Work to do ▸
(1) In the legal aid summary, who must the Lord Chancellor designate to be the Director of Legal Aid Casework?
(2) Please reproduce the part of the legal aid summary starting with "19.Part 1 of" and going on through "of dispute resolution.".

Extract provided ▸
--- begin ---
16.A summary of the Act is set out below:

Part 1: Legal Aid

17.Part 1 of the Act abolishes the LSC and places a duty on the Lord Chancellor, subject to the provisions of Part 1, to secure the availability of civil and criminal legal aid. The intention is that an executive agency within the Ministry of Justice will administer the delivery of legal aid services in England and Wales. However, in relation to decision-making in individual cases, the Act requires the Lord Chancellor to designate a civil servant to be the Director of Legal Aid Casework (“the Director”). The Director will have statutory responsibility for taking decisions on legal aid in individual cases. The Act prevents the Lord Chancellor from giving directions or guidance to the Director in relation to individual cases.

18.Provisions in Part 1 ensure that, together with the powers the Lord Chancellor has as a Minister of the Crown, the Lord Chancellor has power to enter into appropriate arrangements with others for them to provide legal aid. The Lord Chancellor will have power to set quality standards for those providing legal aid services and to make arrangements for accreditation and monitoring of such providers. (the LSC currently have accreditation schemes such as the Specialist Quality Mark, responsibility for which will fall to the Lord Chancellor once the LSC is abolished). The Lord Chancellor will have power to make provision in regulations about the payment of remuneration to those providing legal aid services.

Civil legal aid

19.Part 1 of the Act defines civil legal services as encompassing advice, assistance and representation by legal professionals and also the services of non-legal professionals, including for example mediation and other forms of dispute resolution.

20.Part 1 of Schedule 1 describes the civil legal services that can generally be made available under the arrangements for civil legal aid.
--- end ---
Data excerpt ▸
--- begin ---
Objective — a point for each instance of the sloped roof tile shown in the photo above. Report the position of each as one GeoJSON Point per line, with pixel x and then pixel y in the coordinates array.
--- end ---
Answers below ▸
(1) A civil servant.

(2)
19.Part 1 of the Act defines civil legal services as encompassing advice, assistance and representation by legal professionals and also the services of non-legal professionals, including for example mediation and other forms of dispute resolution.